- _What is expected_
Reproduce every entry in the listing without alteration.

(Records from a point labeling set)
§
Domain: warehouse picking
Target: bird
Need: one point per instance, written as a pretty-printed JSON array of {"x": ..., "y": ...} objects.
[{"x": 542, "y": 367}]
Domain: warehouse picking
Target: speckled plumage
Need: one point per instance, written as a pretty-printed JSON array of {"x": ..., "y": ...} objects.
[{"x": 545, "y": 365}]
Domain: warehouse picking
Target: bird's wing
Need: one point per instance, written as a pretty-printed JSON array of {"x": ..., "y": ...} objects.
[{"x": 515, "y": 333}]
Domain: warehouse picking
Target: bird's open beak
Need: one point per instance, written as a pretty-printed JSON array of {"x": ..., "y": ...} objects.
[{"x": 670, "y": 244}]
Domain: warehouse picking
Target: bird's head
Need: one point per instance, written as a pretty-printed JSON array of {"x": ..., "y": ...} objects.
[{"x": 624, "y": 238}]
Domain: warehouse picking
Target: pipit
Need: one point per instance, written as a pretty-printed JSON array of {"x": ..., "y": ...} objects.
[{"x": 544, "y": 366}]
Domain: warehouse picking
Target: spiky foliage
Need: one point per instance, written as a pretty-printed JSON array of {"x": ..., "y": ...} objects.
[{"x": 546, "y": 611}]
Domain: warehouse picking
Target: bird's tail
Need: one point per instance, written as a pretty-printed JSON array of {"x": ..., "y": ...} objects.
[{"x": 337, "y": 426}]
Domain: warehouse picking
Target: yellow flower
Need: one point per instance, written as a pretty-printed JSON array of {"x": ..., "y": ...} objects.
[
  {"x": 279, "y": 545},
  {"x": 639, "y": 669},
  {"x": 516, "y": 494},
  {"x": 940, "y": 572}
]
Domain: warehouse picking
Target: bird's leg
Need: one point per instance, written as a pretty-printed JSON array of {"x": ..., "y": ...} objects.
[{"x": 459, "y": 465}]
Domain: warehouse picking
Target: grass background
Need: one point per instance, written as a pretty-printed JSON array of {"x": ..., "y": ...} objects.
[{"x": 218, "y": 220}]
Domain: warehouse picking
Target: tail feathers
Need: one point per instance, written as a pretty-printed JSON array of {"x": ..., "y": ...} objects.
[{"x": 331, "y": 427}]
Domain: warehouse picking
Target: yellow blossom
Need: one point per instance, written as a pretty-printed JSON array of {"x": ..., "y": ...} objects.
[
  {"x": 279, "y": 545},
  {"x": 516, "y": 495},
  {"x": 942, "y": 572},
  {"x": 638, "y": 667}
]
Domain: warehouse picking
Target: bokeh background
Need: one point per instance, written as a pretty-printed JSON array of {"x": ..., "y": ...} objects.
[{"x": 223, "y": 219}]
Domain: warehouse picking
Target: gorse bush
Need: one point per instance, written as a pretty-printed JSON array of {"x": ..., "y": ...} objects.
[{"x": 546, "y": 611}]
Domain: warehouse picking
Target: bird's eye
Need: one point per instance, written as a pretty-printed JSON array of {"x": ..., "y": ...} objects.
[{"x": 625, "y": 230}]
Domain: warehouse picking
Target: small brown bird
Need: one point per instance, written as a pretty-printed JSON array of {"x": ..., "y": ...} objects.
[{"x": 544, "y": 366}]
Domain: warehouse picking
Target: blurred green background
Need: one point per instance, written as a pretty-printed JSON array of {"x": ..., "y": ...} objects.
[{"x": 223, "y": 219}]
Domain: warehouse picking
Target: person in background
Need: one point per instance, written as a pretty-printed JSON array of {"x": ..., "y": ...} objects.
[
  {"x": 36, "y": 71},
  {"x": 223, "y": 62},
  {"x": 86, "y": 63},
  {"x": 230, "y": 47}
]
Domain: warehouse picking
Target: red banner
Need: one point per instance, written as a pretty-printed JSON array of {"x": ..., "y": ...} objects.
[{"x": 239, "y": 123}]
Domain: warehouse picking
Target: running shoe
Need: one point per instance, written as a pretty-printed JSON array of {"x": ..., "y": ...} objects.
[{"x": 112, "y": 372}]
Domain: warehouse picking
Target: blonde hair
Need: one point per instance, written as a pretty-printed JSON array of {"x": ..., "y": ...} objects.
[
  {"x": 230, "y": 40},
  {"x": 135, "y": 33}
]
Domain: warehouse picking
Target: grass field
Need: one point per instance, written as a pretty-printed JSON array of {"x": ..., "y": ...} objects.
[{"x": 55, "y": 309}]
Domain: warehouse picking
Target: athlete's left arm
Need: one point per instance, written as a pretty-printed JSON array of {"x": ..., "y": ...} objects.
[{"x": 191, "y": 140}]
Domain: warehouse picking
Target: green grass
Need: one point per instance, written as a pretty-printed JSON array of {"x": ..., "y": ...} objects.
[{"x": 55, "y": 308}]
§
- _Reply to the exercise_
Domain: warehouse picking
Target: bird
Need: one point per instance, written as a pretty-printed JSON array of {"x": ..., "y": ...} objects.
[{"x": 542, "y": 367}]
Domain: warehouse picking
Target: speckled plumage
Need: one point per instance, written as a pretty-printed JSON array of {"x": ..., "y": ...} objects.
[{"x": 545, "y": 365}]
Domain: warehouse picking
Target: bird's wing
Need: one point per instance, written as a pretty-printed JSON array of {"x": ..., "y": ...} objects.
[{"x": 515, "y": 333}]
Domain: warehouse picking
Target: bird's open beak
Need: one point per instance, written as a pretty-printed JSON array of {"x": ..., "y": ...} objects.
[{"x": 670, "y": 244}]
Domain: warehouse picking
Target: bird's head
Need: one point per instance, written as a pretty-printed JSON array of {"x": ..., "y": ...} objects.
[{"x": 624, "y": 238}]
Domain: warehouse picking
Target: pipit
Need: one point per instance, written as a pretty-printed JSON array of {"x": ..., "y": ...} objects.
[{"x": 544, "y": 366}]
Domain: warehouse picking
Target: spiky foliage
Need: one point per instance, written as a pretty-printed JSON array of {"x": ..., "y": ...} objects.
[{"x": 546, "y": 611}]
Domain: warehouse picking
Target: bird's tail
Need: one point per instance, written as a pretty-printed JSON array of {"x": ..., "y": ...} objects.
[{"x": 337, "y": 426}]
Domain: warehouse picking
Target: yellow flower
Need: one point per instance, written as a pretty-printed JSON array of {"x": ..., "y": ...} objects.
[
  {"x": 279, "y": 545},
  {"x": 639, "y": 669},
  {"x": 516, "y": 494},
  {"x": 940, "y": 572}
]
Domain: warehouse picking
Target: bird's leg
Need: one point per instance, written as a pretty-printed JSON array of {"x": ..., "y": ...} objects.
[{"x": 459, "y": 465}]
Domain: warehouse picking
Target: grass background
Need: one point per instance, written as a pretty-printed JSON array of {"x": ..., "y": ...} objects.
[{"x": 218, "y": 220}]
Domain: warehouse picking
Target: tail feathers
Need: one point per instance, written as a pretty-printed JSON array of {"x": ..., "y": ...} objects.
[{"x": 331, "y": 427}]
Domain: warehouse picking
Target: yellow blossom
Need: one point per instance, written as a pretty-printed JSON array of {"x": ..., "y": ...} objects.
[
  {"x": 279, "y": 545},
  {"x": 516, "y": 495},
  {"x": 942, "y": 572},
  {"x": 638, "y": 667}
]
Domain: warehouse picking
Target: bokeh background
Need: one point per instance, written as a pretty-printed JSON array of {"x": ..., "y": ...} objects.
[{"x": 223, "y": 219}]
Domain: warehouse picking
Target: gorse bush
Need: one point per instance, written as a pretty-printed JSON array of {"x": ..., "y": ...} objects.
[{"x": 546, "y": 611}]
Domain: warehouse picking
Target: bird's eye
Need: one point per instance, written as a pretty-printed JSON array of {"x": ..., "y": ...} objects.
[{"x": 625, "y": 230}]
Domain: warehouse picking
Target: small brown bird
Need: one point per instance, written as a pretty-printed JSON array of {"x": ..., "y": ...} objects.
[{"x": 544, "y": 366}]
Domain: warehouse picking
Target: blurred green background
Need: one point per instance, written as a pretty-printed JSON array of {"x": ..., "y": ...} objects.
[{"x": 223, "y": 219}]
Domain: warehouse picking
Target: person in background
Need: one point per instance, written as a pretty-printed JSON array of {"x": ..., "y": ...} objects.
[
  {"x": 36, "y": 71},
  {"x": 223, "y": 62},
  {"x": 86, "y": 63},
  {"x": 230, "y": 47}
]
Domain: warehouse picking
Target: red banner
Need: one point per instance, written as a pretty-printed JSON array of {"x": ..., "y": ...} objects.
[{"x": 239, "y": 123}]
Domain: warehouse picking
Target: running shoe
Need: one point per instance, written as a pretty-printed JSON array of {"x": ..., "y": ...} objects.
[{"x": 112, "y": 372}]
Domain: warehouse picking
Target: blonde hair
Need: one point per instance, written as a pretty-printed JSON array of {"x": ..., "y": ...} objects.
[
  {"x": 230, "y": 40},
  {"x": 135, "y": 33}
]
Domain: warehouse picking
Target: grass field
Need: one point per instance, written as a pretty-printed JSON array of {"x": ..., "y": ...} objects.
[{"x": 55, "y": 309}]
Domain: warehouse picking
Target: athlete's left arm
Need: one point per instance, written as a pretty-printed JSON array of {"x": ..., "y": ...} objects.
[{"x": 191, "y": 140}]
Domain: warehouse picking
Target: green grass
Need: one point per instance, written as a pretty-printed JSON array of {"x": ..., "y": ...} objects.
[{"x": 55, "y": 308}]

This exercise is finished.